# [What to work on]
Keeping every character in place, output all the data.

# [Dataset extract]
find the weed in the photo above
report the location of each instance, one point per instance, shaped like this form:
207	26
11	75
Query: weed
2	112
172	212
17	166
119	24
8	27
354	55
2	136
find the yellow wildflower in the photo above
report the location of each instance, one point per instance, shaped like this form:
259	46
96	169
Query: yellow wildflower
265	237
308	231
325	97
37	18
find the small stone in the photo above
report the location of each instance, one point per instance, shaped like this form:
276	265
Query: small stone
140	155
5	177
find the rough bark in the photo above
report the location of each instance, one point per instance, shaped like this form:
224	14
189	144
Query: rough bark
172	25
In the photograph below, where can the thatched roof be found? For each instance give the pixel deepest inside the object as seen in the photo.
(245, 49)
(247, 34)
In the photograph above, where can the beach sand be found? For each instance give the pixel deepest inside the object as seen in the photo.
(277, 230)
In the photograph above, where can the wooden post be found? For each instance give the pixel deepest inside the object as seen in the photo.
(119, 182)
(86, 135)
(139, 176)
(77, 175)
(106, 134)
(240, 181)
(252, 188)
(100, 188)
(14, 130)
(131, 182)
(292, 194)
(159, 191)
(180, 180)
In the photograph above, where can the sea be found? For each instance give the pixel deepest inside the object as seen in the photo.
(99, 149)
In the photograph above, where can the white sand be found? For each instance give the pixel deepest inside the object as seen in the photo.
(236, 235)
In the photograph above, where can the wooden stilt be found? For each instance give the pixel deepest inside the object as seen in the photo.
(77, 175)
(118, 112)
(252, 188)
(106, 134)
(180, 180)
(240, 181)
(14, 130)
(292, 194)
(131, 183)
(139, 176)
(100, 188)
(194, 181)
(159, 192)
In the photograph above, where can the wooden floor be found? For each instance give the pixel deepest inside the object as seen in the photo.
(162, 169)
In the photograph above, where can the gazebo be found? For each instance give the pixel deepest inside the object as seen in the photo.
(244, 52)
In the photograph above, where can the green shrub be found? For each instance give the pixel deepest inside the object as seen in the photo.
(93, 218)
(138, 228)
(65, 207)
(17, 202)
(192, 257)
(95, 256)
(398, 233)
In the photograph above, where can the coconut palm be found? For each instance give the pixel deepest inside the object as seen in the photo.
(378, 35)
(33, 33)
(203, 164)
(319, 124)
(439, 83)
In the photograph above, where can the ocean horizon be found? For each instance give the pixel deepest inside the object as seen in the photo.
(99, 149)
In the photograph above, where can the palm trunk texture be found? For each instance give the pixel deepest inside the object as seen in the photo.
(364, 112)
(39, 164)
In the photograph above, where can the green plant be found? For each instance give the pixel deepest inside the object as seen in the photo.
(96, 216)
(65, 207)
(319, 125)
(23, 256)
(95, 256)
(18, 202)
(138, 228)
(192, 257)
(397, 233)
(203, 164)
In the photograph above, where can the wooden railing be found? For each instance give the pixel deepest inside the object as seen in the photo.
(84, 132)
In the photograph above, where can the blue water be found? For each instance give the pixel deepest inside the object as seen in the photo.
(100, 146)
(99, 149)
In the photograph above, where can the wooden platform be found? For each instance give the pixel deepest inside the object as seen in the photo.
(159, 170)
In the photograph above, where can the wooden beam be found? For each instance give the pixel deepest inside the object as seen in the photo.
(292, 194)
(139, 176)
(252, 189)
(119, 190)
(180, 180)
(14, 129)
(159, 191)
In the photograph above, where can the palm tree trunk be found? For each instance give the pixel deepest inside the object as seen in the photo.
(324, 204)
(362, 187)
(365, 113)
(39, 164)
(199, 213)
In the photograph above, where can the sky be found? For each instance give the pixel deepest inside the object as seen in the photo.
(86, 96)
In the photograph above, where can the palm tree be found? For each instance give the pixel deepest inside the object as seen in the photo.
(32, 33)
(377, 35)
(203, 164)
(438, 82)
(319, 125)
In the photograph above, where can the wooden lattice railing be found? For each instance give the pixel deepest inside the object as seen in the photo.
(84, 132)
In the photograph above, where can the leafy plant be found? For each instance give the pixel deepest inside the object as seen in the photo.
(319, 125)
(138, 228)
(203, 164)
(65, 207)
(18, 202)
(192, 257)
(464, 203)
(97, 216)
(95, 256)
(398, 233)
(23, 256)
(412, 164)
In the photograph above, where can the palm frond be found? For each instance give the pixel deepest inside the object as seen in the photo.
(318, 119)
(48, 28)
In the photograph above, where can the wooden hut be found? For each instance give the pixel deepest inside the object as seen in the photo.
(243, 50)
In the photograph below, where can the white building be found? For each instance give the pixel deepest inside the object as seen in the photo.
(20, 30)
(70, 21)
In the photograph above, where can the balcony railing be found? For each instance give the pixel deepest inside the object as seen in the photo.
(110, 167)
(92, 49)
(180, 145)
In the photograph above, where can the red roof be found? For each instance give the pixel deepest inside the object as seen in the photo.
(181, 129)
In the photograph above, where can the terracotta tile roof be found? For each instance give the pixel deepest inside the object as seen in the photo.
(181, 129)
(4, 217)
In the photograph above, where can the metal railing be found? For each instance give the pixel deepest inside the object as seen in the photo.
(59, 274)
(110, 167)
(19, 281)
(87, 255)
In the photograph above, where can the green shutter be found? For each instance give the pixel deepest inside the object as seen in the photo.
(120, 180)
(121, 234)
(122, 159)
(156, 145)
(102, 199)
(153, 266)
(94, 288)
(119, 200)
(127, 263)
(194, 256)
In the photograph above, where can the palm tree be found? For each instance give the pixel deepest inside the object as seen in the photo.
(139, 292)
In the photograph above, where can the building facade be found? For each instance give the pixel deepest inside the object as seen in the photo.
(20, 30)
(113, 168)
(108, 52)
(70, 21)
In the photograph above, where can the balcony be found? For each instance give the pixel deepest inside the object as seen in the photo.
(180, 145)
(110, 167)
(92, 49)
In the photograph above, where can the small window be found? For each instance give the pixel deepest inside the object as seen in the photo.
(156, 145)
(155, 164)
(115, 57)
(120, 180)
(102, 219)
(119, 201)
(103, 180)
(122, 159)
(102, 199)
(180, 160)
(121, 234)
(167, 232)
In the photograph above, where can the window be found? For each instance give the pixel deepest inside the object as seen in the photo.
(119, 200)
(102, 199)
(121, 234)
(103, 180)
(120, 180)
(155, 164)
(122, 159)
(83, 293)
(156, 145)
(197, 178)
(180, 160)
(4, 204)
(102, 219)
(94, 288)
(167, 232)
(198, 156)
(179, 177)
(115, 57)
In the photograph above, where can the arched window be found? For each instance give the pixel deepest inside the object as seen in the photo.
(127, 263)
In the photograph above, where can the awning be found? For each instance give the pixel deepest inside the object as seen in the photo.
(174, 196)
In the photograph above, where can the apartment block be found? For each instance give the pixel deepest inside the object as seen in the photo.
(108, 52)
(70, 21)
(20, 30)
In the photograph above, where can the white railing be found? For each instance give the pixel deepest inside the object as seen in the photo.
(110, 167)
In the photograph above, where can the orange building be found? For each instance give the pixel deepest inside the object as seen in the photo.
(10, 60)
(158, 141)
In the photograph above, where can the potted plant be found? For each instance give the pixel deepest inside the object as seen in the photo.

# [Answer for this exercise]
find the weed in the photo above
report the location of each instance, one point per instance, shaped like this form:
207	26
11	75
Query: weed
2	112
172	212
17	166
119	24
8	27
354	55
2	136
find the yellow wildflower in the photo above
report the location of each instance, one point per instance, shaped like this form:
259	46
96	169
Query: yellow wildflower
265	237
308	231
325	97
37	18
find the small stone in the photo above
report the location of each instance, one point per instance, shaped like this form:
276	265
Query: small stone
140	155
5	177
find the rough bark in the photo above
report the location of each instance, one point per instance, shaped like this form:
224	14
189	144
Query: rough bark
172	25
In the photograph below, where can the thatched roof be found? For each instance give the pixel deepest inside the object as seen in the photo.
(245, 49)
(247, 34)
In the photograph above, where can the beach sand be found? For each instance give the pixel deepest inside the object as seen in the photo.
(277, 230)
In the photograph above, where can the wooden post be found? For each instance give the pixel deepest inside the object as seen in the photo.
(119, 182)
(86, 135)
(139, 176)
(77, 175)
(106, 134)
(240, 181)
(252, 188)
(100, 188)
(14, 130)
(131, 182)
(292, 194)
(159, 191)
(180, 180)
In the photograph above, where can the sea be found? For each instance give the pixel deepest inside the object as seen in the photo.
(99, 149)
In the photograph above, where can the white sand be found? For each instance give the pixel deepest inside the object as seen in the photo.
(236, 235)
In the photograph above, where can the wooden stilt be found? For each instance give the pixel deepest inside the object as seen in the photo.
(77, 175)
(118, 112)
(252, 188)
(106, 134)
(180, 180)
(240, 181)
(14, 130)
(292, 194)
(131, 183)
(139, 176)
(100, 188)
(194, 181)
(159, 192)
In the photograph above, where can the wooden floor be found? For each instance give the pixel deepest inside the object as seen in the photo.
(162, 169)
In the photograph above, where can the gazebo be found? For each instance give the pixel deepest inside the object as seen in the photo.
(244, 52)
In the photograph above, where can the green shrub be found? For each instance give the pixel deepest inside the object as seen in the photo.
(93, 218)
(138, 228)
(65, 207)
(17, 202)
(192, 257)
(95, 256)
(398, 233)
In the photograph above, where can the coconut palm be found? For each instance give the pixel deepest inside the object as seen in the photo.
(378, 35)
(33, 33)
(203, 164)
(319, 124)
(439, 83)
In the photograph above, where can the ocean horizon be found? For each instance give the pixel deepest inside the object as seen in the photo.
(99, 149)
In the photograph above, where can the palm trunk texture be found? For each instance give the pixel deepest inside the object as seen in the photo.
(364, 112)
(39, 164)
In the photograph above, where can the green plant be found? For each instance give the pixel deepest inside the object as seen in the photo.
(96, 216)
(65, 207)
(319, 125)
(23, 256)
(95, 256)
(18, 202)
(138, 228)
(192, 257)
(397, 233)
(203, 164)
In the photograph above, where can the wooden railing be found? For each instance give the pixel deepest inside the object as seen in the photo.
(84, 132)
In the photograph above, where can the blue water be found? For each instance give the pixel deepest inside the object as seen in the photo.
(100, 146)
(99, 149)
In the photograph above, where can the wooden platform be found? For each instance give the pixel deepest inside the object as seen in the photo.
(159, 170)
In the photograph above, where can the wooden beam be found? For each instance give the pixel deepest inside the object as seen in the photo.
(292, 194)
(139, 176)
(252, 189)
(119, 190)
(180, 180)
(14, 129)
(159, 191)
In the photograph above, where can the palm tree trunk be found? For each instance give the pixel deepest inside the object as seen in the photo.
(324, 204)
(362, 187)
(365, 113)
(39, 164)
(199, 213)
In the photograph above, where can the sky be found? For each instance give the pixel deepest inside the object as seen in the photo.
(86, 96)
In the photograph above, where can the palm tree be found? For each instance give the pixel deepest inside the object as seen in the photo.
(32, 33)
(377, 35)
(203, 164)
(438, 82)
(319, 125)
In the photograph above, where can the wooden lattice railing be found? For each instance give the pixel deepest inside the object as seen in the photo.
(84, 132)
In the photograph above, where can the leafy plant be found? For each instance give the pixel deepest inside the object as seen in the photo.
(319, 125)
(138, 228)
(203, 164)
(65, 207)
(18, 202)
(192, 257)
(464, 203)
(97, 216)
(95, 256)
(398, 233)
(23, 256)
(412, 164)
In the photograph above, where can the palm frond be found? For each instance give the pixel deepest inside the object as seen in the photo.
(318, 119)
(48, 28)
In the photograph above, where can the wooden hut be found? For each instance give the pixel deepest inside the object as seen in the photo.
(243, 50)
In the photograph below, where can the white building be found? For each instance give the pixel deepest inside the object as seen in the photo.
(20, 30)
(70, 21)
In the photograph above, where can the balcony railing be found? For each instance give the pixel deepest inside the object as seen in the photo.
(110, 167)
(92, 49)
(180, 145)
In the photograph above, where can the red roof be found? For each instance give the pixel deepest inside the object as seen in the photo.
(181, 129)
In the photograph above, where can the terracotta tile roof be found? For each instance give the pixel deepest inside the object as seen in the photo.
(181, 129)
(4, 217)
In the photograph above, where can the metal railing be found? For each instance give the pixel deepest inside the object as seen in the photo.
(59, 274)
(110, 167)
(19, 281)
(87, 255)
In the photograph above, where can the green shutter be found? For each instance give the pixel deepest inside the object as seen in the photo.
(120, 180)
(121, 234)
(122, 159)
(156, 145)
(102, 199)
(153, 266)
(94, 288)
(119, 200)
(127, 263)
(194, 256)
In the photograph above, where can the palm tree be found? For each instance give the pixel deepest inside the object as seen in the photo.
(139, 292)
In the photograph above, where can the building facade be found? For each instance give the pixel deepest inside the object as seen in the photo.
(20, 30)
(113, 168)
(108, 52)
(70, 21)
In the photograph above, where can the balcony be found? For each instance give the pixel deepest inside the object as seen in the photo.
(180, 145)
(110, 167)
(92, 49)
In the photograph above, where can the small window be found? For each instance give the pixel deepest inside the object as seen in the photo.
(156, 145)
(155, 164)
(115, 57)
(120, 180)
(102, 219)
(119, 201)
(103, 180)
(122, 159)
(102, 199)
(180, 160)
(121, 234)
(167, 232)
In the photograph above, where can the window be found? For each instance give the pixel deepest inside the object as seen in the photo.
(119, 200)
(102, 199)
(121, 234)
(103, 180)
(120, 180)
(155, 164)
(122, 159)
(83, 293)
(156, 145)
(197, 178)
(180, 160)
(4, 204)
(102, 219)
(94, 288)
(167, 232)
(198, 156)
(179, 177)
(115, 57)
In the photograph above, where can the arched window be found? For each instance give the pixel deepest inside the object as seen in the photo.
(127, 263)
In the photograph above, where can the awning be found? For each instance give the pixel deepest inside the object as seen in the photo.
(174, 196)
In the photograph above, where can the apartment block be found? For each instance give the pixel deepest inside the object as seen in the photo.
(108, 52)
(70, 21)
(20, 30)
In the photograph above, where can the white railing be found? For each instance give the pixel deepest inside the object as seen in the photo.
(110, 167)
In the photograph above, where can the orange building be found? For each instance give the pixel deepest inside the object as seen in the photo.
(10, 60)
(158, 141)
In the photograph above, where can the potted plant be found? For each instance give the pixel deepest inside the object as seen in the photo.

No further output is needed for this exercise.